Stated goal A – Translate this sentence from the saddle forum thread into Spanish: "Do a few rides and bring your wrenches with you."
Stated goal B – In the saddle forum thread, which saddle made the writer's numbness go away after the worn-out one was replaced?

Text segment –
From what you describe, it's a lengthy amount of time (about 10 miles at a 7% grade) that give you issues. My first thought would be that your hips are swaying from side to side while you pedal during the strenuous parts of the climb and the focus of that energy is on the sensitive stuff between your legs - not only the girly bits and along the outside but also deeper into the tissues and mashing/grinding/compressing these muscle/tissue structures up against your pelvic bones and the bony structures in there. Granted, there is a lot of "stuff" there - nerves, muscles, blood vessels, cartilage, bone, and who-knows-what. Maybe some other study is needed also - interent home work. Start looking up human anatomy in those regions and see if you get more information to start identifying what could be the issue. 

I had a issue like this when I replaced a worn out saddle. The new saddle made my peritoneum take all the load of my body into the squishy parts of the seat cutting off the circulation. Halfway through a climb (like 2.5 miles into a 3% five mile climb) all my manly parts went numb. No seat adjustment could make it go away. And, this was a high-tech cut-out Specialized saddle without too much padding that should have worked. The Brooks made it all go away (well, except for the butt-osis while it was breaking me in). 

Do a few rides and bring your wrenches with you. Climb, get numb/burning, adjust, try again. Some ways will make it worse, some better. It's going to take some time to figure this one out I think....

Hope it helps...

ColoradoVeloDude
Colorado Springs, Colorado.


----------



## Loraura (Jun 30, 2008)

Thanks CVD! There are a lot of questions in there. I'll try to answer them. If they were rhetorical and you didn't really need the answers, just wanted me to think about the questions, that works too! They were good questions and I hadn't thought of all of them.

Data provided –
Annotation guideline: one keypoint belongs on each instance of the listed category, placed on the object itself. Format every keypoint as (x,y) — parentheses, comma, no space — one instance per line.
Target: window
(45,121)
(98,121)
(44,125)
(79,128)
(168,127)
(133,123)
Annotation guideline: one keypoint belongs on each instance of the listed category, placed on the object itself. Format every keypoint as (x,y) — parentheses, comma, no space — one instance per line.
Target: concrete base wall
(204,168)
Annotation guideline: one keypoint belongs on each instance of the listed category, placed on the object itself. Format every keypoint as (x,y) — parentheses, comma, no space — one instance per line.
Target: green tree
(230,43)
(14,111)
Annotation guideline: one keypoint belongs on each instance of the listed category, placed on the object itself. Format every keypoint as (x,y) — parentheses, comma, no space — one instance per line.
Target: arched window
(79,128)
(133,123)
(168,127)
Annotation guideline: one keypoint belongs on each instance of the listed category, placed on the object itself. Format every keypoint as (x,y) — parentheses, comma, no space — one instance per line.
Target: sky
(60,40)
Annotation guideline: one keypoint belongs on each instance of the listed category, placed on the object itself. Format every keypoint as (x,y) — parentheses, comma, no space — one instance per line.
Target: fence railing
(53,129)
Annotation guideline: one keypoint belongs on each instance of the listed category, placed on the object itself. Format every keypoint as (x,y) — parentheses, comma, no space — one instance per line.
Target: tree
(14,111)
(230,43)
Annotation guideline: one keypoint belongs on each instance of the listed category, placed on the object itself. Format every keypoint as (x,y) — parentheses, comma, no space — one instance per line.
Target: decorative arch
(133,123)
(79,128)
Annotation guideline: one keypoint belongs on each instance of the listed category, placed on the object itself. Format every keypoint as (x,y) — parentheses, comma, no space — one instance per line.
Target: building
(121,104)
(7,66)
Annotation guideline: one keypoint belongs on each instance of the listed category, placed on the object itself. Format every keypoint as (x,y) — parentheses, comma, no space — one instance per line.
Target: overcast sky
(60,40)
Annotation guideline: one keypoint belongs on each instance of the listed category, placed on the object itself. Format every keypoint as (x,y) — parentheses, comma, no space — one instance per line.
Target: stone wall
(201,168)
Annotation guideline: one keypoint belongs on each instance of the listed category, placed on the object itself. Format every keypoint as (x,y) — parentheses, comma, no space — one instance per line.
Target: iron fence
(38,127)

Task result A – Haz algunas salidas y lleva tus llaves contigo.

Task result B – The Brooks.